** BEGIN **

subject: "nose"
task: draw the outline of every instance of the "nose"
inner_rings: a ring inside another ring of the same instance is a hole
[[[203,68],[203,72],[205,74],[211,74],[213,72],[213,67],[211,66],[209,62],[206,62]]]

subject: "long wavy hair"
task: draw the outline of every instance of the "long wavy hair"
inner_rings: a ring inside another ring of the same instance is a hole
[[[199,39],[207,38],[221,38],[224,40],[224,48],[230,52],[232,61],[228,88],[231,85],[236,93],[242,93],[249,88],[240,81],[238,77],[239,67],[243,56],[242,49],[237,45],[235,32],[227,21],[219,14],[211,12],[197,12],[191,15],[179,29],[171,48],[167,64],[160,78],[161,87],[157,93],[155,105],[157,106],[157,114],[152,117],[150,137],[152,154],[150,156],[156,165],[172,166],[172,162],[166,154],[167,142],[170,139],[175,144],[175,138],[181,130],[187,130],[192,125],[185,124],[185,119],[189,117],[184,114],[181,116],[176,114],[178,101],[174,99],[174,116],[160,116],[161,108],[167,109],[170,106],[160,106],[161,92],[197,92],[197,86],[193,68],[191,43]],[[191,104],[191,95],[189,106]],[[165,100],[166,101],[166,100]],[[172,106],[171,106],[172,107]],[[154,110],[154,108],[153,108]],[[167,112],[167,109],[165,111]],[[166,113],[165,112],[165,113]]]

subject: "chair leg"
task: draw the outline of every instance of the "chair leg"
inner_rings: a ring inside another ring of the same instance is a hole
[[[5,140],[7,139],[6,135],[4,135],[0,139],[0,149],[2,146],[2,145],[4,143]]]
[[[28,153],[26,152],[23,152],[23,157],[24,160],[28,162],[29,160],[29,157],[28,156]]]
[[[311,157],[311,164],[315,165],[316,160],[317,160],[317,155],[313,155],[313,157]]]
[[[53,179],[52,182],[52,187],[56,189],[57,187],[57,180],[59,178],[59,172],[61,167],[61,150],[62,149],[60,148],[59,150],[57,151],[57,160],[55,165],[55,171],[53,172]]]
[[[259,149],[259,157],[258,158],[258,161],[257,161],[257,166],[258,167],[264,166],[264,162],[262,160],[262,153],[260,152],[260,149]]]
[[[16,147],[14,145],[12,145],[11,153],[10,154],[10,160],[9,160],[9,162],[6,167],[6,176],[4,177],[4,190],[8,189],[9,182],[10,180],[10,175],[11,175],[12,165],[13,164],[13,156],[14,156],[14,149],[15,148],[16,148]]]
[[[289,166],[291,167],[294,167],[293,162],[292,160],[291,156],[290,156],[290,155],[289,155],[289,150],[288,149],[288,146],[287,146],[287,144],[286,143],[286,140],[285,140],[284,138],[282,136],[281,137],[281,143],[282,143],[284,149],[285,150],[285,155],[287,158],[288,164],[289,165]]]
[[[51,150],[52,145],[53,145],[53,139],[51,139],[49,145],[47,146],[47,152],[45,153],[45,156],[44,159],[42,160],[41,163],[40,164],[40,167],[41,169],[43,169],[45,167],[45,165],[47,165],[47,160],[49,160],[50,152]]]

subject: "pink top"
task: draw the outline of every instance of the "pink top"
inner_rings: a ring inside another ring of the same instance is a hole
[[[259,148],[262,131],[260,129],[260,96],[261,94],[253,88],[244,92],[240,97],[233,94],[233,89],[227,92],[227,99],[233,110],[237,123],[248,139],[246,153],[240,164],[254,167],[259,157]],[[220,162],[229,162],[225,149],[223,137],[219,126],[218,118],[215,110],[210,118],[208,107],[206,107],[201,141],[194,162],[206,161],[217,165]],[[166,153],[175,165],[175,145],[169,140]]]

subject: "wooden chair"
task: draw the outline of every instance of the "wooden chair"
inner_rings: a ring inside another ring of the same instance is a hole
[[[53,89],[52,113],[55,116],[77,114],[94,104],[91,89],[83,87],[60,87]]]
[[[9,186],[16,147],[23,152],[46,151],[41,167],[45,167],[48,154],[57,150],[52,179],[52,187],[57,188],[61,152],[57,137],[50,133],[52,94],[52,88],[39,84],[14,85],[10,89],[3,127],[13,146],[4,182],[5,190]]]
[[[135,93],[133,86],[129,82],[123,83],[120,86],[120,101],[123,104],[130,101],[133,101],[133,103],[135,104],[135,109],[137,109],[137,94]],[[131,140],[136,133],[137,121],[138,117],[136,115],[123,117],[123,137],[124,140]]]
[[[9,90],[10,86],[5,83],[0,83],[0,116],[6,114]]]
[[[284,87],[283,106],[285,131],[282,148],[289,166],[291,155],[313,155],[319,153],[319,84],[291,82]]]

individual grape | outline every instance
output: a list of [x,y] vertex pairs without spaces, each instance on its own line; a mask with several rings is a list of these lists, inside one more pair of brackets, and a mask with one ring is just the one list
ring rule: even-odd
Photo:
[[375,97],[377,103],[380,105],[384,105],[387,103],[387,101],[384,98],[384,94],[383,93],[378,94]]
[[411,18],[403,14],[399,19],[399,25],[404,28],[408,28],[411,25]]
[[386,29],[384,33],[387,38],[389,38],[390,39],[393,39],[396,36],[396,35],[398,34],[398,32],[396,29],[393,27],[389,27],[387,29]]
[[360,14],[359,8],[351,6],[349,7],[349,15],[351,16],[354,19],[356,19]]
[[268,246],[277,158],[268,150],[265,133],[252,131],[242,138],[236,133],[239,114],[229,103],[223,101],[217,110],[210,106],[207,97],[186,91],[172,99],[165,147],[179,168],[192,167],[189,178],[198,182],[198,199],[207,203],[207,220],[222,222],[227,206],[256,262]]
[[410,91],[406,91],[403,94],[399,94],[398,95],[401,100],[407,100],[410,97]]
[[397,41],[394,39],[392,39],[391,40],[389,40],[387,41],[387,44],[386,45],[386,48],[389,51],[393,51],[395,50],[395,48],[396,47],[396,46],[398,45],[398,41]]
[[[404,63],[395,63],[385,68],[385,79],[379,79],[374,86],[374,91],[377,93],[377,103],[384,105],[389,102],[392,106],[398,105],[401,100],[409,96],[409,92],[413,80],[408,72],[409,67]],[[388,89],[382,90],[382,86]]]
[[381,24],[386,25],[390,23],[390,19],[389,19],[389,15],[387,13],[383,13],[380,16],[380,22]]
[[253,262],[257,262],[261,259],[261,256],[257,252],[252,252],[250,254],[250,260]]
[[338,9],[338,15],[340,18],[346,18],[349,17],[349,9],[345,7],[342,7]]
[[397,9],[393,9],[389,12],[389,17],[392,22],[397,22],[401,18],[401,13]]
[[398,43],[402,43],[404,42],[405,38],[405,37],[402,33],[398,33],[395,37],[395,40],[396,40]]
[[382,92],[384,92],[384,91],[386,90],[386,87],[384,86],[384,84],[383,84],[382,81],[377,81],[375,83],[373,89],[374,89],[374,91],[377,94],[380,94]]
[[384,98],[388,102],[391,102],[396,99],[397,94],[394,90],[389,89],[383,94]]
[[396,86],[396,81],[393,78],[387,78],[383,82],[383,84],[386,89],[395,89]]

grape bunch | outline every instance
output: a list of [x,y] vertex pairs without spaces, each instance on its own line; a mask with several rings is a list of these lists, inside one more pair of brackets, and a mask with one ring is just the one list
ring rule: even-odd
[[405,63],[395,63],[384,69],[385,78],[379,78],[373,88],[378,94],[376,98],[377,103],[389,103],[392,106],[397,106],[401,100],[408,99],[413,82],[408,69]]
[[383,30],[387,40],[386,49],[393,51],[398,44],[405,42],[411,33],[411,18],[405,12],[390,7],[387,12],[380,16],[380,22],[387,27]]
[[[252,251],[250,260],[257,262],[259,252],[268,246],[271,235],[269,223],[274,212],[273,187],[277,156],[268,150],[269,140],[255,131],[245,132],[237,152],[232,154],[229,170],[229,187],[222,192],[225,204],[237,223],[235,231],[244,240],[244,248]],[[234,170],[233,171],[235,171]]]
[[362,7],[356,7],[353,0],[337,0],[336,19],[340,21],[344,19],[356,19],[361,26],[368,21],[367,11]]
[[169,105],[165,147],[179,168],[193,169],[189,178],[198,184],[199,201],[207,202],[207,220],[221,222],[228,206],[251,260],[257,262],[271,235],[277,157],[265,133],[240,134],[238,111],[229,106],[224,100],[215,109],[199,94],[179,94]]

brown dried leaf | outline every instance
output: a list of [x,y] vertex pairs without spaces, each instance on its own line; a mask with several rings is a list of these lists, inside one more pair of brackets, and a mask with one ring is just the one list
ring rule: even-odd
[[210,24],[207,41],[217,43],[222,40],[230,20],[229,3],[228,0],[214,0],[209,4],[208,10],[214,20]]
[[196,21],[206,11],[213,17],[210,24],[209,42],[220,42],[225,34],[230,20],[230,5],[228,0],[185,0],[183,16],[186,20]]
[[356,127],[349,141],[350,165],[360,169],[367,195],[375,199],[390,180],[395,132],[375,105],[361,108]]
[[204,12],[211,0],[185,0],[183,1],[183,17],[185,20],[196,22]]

** END **

- What is asked
Copy everything from the line containing "brown dried leaf | outline every instance" down to the end of the records, substituting "corner" for "vertex" and keeping every other character unchanged.

- Reply
brown dried leaf | outline every instance
output: a list of [x,y] corner pairs without spaces, each instance on its own line; a mask with several rings is a list of these lists, inside one more pair of brackets, and a mask with one ring is just the one list
ring rule: even-odd
[[210,24],[207,41],[217,43],[222,40],[230,20],[229,3],[228,0],[214,0],[209,4],[208,10],[214,20]]
[[196,21],[206,11],[213,17],[210,24],[209,42],[220,42],[225,34],[230,20],[230,5],[228,0],[185,0],[183,16],[186,20]]
[[356,127],[349,141],[350,165],[360,169],[367,195],[375,199],[390,180],[395,132],[375,105],[361,108]]
[[204,12],[211,0],[185,0],[183,1],[183,17],[185,20],[196,22]]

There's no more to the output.